* **Items listed in a dataset**
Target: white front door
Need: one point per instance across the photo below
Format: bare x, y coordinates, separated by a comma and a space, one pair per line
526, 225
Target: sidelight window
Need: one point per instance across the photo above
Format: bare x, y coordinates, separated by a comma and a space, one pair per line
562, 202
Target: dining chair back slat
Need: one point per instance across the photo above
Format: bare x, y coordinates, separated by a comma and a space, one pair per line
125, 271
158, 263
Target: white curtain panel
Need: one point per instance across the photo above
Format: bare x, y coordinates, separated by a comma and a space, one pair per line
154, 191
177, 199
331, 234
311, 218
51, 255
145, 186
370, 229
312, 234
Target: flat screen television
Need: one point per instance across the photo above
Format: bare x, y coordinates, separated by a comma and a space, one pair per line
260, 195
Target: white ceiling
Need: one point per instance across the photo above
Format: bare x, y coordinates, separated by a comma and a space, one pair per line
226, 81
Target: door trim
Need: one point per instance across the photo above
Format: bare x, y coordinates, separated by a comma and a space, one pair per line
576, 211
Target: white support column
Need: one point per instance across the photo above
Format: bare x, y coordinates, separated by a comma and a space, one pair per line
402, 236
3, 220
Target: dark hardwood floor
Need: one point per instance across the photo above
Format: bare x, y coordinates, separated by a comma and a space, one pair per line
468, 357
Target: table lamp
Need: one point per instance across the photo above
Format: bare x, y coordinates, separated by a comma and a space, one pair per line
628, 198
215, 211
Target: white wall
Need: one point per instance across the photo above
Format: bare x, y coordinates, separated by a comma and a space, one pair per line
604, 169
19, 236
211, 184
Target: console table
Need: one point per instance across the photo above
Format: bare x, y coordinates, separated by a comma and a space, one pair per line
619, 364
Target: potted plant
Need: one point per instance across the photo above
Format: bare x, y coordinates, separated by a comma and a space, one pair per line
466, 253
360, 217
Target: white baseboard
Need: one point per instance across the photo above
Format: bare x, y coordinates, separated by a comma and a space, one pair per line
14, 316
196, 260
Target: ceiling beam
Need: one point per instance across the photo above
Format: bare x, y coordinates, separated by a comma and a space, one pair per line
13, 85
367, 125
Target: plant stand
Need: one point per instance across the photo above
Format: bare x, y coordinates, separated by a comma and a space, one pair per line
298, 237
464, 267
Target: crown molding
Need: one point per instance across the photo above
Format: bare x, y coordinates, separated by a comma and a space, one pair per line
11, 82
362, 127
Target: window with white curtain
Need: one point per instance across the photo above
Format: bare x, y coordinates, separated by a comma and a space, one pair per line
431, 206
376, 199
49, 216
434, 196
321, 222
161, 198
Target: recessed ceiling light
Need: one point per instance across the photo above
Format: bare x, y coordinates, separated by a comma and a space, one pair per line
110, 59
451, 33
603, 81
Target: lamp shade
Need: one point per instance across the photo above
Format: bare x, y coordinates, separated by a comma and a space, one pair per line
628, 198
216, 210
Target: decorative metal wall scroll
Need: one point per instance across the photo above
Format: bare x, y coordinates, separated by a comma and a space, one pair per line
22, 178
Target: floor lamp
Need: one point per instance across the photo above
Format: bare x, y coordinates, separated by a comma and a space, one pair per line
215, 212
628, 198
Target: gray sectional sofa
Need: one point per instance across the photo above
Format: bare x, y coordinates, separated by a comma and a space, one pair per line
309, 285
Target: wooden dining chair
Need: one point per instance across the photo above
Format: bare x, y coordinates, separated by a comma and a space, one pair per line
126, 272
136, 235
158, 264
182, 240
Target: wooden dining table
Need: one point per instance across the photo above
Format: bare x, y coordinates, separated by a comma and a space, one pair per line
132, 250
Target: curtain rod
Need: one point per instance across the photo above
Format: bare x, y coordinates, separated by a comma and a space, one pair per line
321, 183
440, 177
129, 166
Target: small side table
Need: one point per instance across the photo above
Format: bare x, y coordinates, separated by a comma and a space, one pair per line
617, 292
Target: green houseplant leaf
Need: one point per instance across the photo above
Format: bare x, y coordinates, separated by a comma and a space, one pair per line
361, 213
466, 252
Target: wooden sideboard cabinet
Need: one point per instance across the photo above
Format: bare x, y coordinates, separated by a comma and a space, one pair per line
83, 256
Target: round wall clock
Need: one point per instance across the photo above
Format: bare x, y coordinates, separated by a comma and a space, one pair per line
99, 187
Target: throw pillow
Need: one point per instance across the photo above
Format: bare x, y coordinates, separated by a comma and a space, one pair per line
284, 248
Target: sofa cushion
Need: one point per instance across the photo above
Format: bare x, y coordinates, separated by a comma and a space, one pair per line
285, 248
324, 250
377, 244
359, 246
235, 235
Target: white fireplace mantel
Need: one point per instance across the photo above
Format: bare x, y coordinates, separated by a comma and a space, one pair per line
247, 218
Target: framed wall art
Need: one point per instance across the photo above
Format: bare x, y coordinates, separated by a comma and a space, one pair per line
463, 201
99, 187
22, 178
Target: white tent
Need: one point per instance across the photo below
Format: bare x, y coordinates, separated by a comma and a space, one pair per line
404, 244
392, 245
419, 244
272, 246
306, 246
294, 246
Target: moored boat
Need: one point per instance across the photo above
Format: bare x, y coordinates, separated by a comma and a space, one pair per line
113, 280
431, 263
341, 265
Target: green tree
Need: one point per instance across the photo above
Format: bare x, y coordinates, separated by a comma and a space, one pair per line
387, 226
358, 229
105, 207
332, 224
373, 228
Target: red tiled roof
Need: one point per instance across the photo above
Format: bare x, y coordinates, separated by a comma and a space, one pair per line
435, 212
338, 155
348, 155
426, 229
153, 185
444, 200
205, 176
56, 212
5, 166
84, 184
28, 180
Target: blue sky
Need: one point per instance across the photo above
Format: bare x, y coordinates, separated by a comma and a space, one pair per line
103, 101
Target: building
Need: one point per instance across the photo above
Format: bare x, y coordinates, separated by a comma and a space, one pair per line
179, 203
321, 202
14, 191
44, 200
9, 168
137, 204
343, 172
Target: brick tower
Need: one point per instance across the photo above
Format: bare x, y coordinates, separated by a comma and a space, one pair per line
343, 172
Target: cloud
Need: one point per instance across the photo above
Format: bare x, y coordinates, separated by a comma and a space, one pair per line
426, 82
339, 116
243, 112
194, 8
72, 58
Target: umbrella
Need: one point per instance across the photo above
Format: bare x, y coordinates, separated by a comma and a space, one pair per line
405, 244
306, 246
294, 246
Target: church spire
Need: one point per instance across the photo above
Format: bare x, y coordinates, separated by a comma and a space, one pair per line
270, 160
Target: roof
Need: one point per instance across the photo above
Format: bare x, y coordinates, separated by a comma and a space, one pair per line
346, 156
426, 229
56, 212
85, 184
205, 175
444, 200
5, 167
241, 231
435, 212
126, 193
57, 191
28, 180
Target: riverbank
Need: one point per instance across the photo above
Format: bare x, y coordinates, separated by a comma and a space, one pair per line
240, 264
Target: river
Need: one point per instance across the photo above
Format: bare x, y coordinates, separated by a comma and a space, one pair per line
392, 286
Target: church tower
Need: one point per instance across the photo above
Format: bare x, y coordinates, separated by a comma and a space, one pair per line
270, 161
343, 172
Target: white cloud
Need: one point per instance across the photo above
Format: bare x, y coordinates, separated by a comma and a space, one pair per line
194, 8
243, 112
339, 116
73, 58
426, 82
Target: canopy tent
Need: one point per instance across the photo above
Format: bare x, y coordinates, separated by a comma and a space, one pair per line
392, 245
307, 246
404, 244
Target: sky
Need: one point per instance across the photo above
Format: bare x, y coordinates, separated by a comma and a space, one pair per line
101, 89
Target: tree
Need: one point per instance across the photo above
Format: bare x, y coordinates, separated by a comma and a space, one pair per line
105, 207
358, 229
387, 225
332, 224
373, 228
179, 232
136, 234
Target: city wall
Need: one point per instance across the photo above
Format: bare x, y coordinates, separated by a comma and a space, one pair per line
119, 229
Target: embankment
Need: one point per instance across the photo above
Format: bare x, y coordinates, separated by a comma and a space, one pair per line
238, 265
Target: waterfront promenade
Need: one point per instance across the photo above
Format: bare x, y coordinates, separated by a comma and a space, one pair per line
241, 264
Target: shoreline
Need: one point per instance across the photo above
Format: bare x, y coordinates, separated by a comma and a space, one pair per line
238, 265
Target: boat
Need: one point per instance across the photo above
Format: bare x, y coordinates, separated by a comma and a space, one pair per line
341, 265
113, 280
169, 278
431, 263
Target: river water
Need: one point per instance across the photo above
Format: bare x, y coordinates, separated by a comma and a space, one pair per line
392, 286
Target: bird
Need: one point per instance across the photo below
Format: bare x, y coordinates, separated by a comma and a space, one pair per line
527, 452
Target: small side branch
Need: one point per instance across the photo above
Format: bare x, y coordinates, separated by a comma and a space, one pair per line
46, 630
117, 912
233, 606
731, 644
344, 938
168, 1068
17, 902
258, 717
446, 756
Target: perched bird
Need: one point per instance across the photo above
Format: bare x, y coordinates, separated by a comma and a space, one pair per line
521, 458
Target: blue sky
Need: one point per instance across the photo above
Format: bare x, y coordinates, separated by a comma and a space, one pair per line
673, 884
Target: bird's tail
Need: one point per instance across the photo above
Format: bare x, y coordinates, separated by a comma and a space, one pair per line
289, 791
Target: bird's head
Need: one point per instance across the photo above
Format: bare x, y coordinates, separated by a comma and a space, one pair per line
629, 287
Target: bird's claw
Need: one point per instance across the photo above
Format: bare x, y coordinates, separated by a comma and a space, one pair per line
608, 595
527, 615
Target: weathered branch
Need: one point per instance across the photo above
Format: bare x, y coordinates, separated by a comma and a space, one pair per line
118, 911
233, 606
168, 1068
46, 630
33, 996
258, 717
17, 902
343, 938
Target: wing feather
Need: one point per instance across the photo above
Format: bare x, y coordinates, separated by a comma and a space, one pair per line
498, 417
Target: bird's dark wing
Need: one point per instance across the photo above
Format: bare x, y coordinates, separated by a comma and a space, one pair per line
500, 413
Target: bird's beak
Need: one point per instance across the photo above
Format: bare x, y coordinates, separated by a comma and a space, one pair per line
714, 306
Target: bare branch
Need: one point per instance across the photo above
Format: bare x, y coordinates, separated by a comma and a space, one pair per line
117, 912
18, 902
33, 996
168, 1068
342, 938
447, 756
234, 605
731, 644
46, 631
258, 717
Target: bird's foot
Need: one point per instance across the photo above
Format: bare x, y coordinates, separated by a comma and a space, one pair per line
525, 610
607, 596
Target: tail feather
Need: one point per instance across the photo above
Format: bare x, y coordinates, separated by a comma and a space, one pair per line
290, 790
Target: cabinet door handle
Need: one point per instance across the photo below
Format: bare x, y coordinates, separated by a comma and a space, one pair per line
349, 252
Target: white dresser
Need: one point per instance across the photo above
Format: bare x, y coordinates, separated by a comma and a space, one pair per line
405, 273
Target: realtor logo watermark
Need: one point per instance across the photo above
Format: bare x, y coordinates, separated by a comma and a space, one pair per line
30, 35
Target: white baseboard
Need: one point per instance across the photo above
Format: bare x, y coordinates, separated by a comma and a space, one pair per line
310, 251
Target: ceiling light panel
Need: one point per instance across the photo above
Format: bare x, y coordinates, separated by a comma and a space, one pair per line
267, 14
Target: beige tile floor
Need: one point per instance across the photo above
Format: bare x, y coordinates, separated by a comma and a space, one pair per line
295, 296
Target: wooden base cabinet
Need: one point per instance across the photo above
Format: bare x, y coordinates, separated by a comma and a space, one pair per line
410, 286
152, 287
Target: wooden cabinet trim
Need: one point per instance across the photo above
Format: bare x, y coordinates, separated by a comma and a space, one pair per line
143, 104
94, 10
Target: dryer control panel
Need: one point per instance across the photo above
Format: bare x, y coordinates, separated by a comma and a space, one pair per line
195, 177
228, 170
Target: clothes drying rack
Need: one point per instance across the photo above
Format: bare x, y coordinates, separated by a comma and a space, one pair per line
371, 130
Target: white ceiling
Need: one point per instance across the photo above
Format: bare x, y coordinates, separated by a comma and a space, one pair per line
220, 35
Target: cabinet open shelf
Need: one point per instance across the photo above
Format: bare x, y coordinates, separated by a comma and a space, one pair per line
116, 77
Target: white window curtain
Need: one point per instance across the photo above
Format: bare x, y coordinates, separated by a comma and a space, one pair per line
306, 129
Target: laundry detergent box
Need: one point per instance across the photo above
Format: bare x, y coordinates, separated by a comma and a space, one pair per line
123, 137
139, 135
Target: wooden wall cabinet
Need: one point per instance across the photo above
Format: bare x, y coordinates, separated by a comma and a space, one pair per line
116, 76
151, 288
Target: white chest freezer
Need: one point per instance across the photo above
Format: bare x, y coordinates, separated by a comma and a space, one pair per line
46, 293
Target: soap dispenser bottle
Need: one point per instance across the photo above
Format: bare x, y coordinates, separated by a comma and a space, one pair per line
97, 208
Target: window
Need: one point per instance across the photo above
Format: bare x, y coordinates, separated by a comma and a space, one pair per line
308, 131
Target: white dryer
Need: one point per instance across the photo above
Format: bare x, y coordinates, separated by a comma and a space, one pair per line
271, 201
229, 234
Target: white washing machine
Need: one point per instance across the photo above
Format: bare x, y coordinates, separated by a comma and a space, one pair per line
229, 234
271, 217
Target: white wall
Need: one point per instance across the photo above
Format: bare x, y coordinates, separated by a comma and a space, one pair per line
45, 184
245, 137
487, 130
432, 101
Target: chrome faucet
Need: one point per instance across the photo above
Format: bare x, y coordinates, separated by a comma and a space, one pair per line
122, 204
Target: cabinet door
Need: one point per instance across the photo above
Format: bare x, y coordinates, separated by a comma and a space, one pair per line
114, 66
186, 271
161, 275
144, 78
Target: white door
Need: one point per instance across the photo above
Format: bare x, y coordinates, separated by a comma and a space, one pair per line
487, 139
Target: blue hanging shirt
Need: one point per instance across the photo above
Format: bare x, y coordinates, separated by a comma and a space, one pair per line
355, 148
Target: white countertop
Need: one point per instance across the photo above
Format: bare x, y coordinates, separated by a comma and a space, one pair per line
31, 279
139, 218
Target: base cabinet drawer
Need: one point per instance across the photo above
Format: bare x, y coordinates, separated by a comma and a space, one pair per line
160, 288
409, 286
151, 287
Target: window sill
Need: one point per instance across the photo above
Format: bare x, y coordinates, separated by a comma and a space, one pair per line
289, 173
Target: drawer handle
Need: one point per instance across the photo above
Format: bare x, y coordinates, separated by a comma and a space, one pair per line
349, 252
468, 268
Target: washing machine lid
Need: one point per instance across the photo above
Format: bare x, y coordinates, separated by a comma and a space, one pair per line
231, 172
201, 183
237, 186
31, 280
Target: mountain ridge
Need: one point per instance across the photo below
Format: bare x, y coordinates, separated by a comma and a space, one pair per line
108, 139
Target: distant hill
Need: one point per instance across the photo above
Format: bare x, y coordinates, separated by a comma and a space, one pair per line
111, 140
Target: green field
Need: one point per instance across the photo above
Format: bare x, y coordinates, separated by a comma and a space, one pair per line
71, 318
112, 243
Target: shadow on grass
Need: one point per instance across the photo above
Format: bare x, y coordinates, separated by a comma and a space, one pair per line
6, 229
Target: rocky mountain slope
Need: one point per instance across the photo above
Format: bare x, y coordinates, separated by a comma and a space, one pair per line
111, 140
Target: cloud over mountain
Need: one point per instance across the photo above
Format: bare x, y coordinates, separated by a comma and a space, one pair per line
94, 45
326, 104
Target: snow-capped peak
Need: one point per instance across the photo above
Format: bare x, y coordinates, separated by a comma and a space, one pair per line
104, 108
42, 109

* **TASK OBJECTIVE**
Among the lines above, which contain the word "panel"? Copy every one.

* **EXPECTED ANSWER**
Target: white curtain panel
Target: ceiling light panel
Target: dryer control panel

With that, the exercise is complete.